Material supplied »
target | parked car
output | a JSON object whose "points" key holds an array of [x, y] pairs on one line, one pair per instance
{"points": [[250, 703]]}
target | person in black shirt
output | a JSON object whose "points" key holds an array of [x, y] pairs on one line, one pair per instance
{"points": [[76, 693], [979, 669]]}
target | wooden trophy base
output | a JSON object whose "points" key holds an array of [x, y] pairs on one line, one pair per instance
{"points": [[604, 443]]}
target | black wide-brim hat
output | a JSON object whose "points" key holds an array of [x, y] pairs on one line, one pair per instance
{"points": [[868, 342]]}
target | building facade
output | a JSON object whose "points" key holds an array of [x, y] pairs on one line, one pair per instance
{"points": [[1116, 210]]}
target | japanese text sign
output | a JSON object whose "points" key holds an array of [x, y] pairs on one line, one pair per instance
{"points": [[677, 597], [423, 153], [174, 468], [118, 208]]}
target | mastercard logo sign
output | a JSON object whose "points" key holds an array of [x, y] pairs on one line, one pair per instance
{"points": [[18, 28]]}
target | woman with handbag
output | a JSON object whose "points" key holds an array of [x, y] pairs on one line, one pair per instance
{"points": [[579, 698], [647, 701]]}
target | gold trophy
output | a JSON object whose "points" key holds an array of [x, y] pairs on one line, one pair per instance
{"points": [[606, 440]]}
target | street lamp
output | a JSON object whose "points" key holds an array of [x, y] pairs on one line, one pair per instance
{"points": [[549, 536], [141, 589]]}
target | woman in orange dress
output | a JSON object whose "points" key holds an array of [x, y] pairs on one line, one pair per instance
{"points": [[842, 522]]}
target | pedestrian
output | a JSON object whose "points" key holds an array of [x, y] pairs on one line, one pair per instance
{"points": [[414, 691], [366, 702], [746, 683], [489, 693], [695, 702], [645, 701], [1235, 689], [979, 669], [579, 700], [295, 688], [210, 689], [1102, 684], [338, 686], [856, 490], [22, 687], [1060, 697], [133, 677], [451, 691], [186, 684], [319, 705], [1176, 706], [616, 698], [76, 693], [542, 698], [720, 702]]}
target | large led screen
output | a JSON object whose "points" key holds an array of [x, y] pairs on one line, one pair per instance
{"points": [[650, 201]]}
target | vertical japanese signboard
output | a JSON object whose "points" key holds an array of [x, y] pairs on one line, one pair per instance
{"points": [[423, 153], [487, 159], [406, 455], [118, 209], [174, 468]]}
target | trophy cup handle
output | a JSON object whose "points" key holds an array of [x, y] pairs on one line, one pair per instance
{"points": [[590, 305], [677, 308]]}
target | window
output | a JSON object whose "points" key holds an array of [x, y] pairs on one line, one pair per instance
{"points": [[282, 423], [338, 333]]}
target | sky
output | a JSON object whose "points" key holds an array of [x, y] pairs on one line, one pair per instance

What the task asks »
Edit every item above so that each "trophy" becomes "award", and leave everything else unchanged.

Expected output »
target | parked car
output | a JSON object whose "points" key holds an array of [x, y] pairs on one line, one pair per instance
{"points": [[250, 703]]}
target | person in black shirt
output | a JSON object whose "points" key holds an array of [x, y] pairs on one line, one pair per instance
{"points": [[76, 693], [979, 669]]}
target | wooden award base
output | a JSON object whose "points" key holds an array of [x, y] pairs on one line, one pair per instance
{"points": [[604, 443]]}
target | black wide-brim hat
output | a JSON object whose "points" key holds an array of [x, y] pairs on one line, one pair per instance
{"points": [[868, 342]]}
target | building facade
output | a JSON object whose "points" key holds an array of [x, y] pairs on one line, one pair per instance
{"points": [[1116, 210]]}
target | japanese text sign
output | a JSON object whose "points" key holds an array of [x, y] pairs on one line, one pair per instance
{"points": [[677, 597], [423, 153], [174, 468], [118, 208]]}
target | mastercard logo sign
output | a JSON object whose "points" key holds an array of [x, y] pairs on one line, one pair per instance
{"points": [[18, 28]]}
target | woman with handbag
output | a JSON object whose "points" key holds an array of [x, y] pairs on one line, one pair per instance
{"points": [[579, 698], [647, 701]]}
target | gold award
output | a JSON object whose "points" key holds an array of [x, y] pairs on one line, one pair per instance
{"points": [[606, 440]]}
target | street lamp
output | a JSON object whose "points" key holds an array of [x, y] pairs on one line, one pair per instance
{"points": [[549, 536], [141, 589]]}
target | woman in orange dress
output | a JSON object whose "points" key holds an array of [x, y] pairs on one line, one pair per instance
{"points": [[842, 522]]}
target | pedestrian
output | a JSON object whose "points" key holds an array of [x, y] pairs on one line, one pair per instance
{"points": [[414, 691], [366, 702], [746, 683], [489, 693], [695, 702], [645, 701], [1235, 689], [979, 669], [579, 700], [295, 688], [210, 689], [1102, 684], [338, 686], [856, 490], [22, 687], [1060, 697], [133, 677], [451, 691], [186, 684], [319, 705], [1176, 706], [616, 698], [76, 693], [542, 698], [720, 702]]}
target | large led screen
output | a JSON object whose "points" key holds an array of [x, y] pairs on one line, one pair per instance
{"points": [[650, 201]]}
target | vertical japanese signboard
output | a JSON object whose "points" key holds an array of [x, y] pairs on one line, one pair per instance
{"points": [[423, 153], [487, 159], [406, 455], [118, 209], [174, 468]]}
target | award cup handle
output | a JSON object whose "points" key holds an array of [x, y] pairs on one line, one pair per instance
{"points": [[590, 305], [677, 308]]}
target | window
output | a JSON object whose "points" key holds an array of [x, y] pairs on one line, one pair per instance
{"points": [[282, 423], [338, 333]]}
target | sky
output | a JSON object whose "points" key holds an array of [x, y] pairs on one line, one pair per instance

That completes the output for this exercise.